MATERIAL PROVIDED section start

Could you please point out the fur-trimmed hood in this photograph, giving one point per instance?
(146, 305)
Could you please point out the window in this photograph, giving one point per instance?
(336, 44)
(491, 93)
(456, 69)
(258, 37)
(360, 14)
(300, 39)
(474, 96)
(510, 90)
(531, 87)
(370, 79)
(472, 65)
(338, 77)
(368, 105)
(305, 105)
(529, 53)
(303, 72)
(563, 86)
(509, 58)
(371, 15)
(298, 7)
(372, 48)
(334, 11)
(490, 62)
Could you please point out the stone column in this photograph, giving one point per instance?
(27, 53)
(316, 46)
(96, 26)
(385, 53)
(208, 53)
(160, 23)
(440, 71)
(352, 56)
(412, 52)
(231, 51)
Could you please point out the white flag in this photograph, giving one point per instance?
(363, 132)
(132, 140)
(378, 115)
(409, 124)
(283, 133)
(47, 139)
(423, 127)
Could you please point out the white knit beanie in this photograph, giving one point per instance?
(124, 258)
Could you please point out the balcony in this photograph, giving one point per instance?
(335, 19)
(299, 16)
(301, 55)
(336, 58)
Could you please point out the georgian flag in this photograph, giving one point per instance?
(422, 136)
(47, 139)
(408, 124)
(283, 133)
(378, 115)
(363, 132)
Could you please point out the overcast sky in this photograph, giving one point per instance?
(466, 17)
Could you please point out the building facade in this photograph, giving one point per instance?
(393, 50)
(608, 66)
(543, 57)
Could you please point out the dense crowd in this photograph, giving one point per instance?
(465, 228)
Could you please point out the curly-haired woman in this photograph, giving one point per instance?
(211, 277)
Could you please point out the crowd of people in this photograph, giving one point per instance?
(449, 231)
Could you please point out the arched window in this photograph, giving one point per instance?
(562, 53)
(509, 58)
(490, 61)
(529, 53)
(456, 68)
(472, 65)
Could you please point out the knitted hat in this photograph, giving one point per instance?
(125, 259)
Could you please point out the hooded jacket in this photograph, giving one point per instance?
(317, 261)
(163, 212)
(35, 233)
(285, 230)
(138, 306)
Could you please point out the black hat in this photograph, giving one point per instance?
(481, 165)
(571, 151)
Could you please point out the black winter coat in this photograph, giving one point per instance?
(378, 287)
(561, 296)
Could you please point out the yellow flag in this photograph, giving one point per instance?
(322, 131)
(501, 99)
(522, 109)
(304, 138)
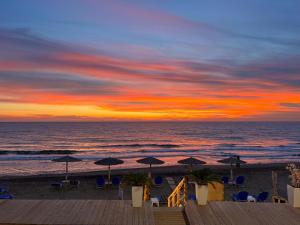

MATERIAL PROVIDED section end

**EXERCISE GOAL**
Please transcribe all of the entries word for word, with the pictures left out.

**OUTPUT FOR THIS EXERCISE**
Could you please point out the fur-trimmed hood in this photograph, giving one point per instance?
(146, 305)
Could you please point out the window in this photograph, giving one point per instance?
(336, 44)
(491, 93)
(456, 69)
(258, 37)
(360, 14)
(300, 39)
(474, 96)
(510, 90)
(531, 87)
(370, 79)
(472, 65)
(338, 77)
(368, 105)
(305, 105)
(529, 53)
(303, 72)
(563, 86)
(509, 58)
(371, 15)
(298, 7)
(372, 48)
(334, 11)
(490, 62)
Could you please point out the stone column in this photograph, giving one point per instance?
(27, 53)
(316, 46)
(96, 26)
(385, 53)
(208, 53)
(160, 23)
(440, 71)
(352, 56)
(412, 52)
(231, 51)
Could you please point out the white flag in this photograph, giving one point per instance?
(363, 132)
(132, 140)
(378, 115)
(409, 124)
(283, 133)
(47, 139)
(423, 127)
Could you please point out the white knit beanie in this photograph, giving one point per instance?
(124, 258)
Could you please point out the balcony in this photograph, giving one point per instance?
(335, 19)
(299, 16)
(301, 55)
(336, 58)
Could you please point out the georgian flag in this photograph, giving one point per instance?
(422, 136)
(47, 139)
(408, 124)
(283, 133)
(378, 115)
(363, 132)
Could you please point out the overcast sky in this photograph, giving one point per instance?
(466, 17)
Could you please point out the building facade in this photograph, giving one point per instance?
(393, 50)
(608, 66)
(543, 57)
Could you please point out the dense crowd in this photograph, giving one point per instance?
(465, 228)
Could you please point out the curly-haired woman in this photograph, giving one point per instance?
(211, 277)
Could you please point out the crowd of people in this photograph, giving one point per instance?
(449, 231)
Could you please point out the arched window in this photograph, giving one point per instance?
(562, 53)
(509, 58)
(490, 61)
(529, 53)
(456, 68)
(472, 65)
Could you please point out the knitted hat in this photograph, giving one point per instance?
(125, 259)
Could you please point out the hooded jacket in this photograph, giving one point per instance?
(317, 261)
(163, 212)
(35, 233)
(285, 230)
(138, 306)
Could you please point out the black hat in this photograph, giving one point per instance?
(481, 165)
(571, 151)
Could you please point out the black winter coat in this photograph, giving one point per instance?
(378, 287)
(561, 296)
Could you please point out the yellow flag in this photograph, giving one point per instance?
(322, 131)
(501, 99)
(522, 109)
(304, 138)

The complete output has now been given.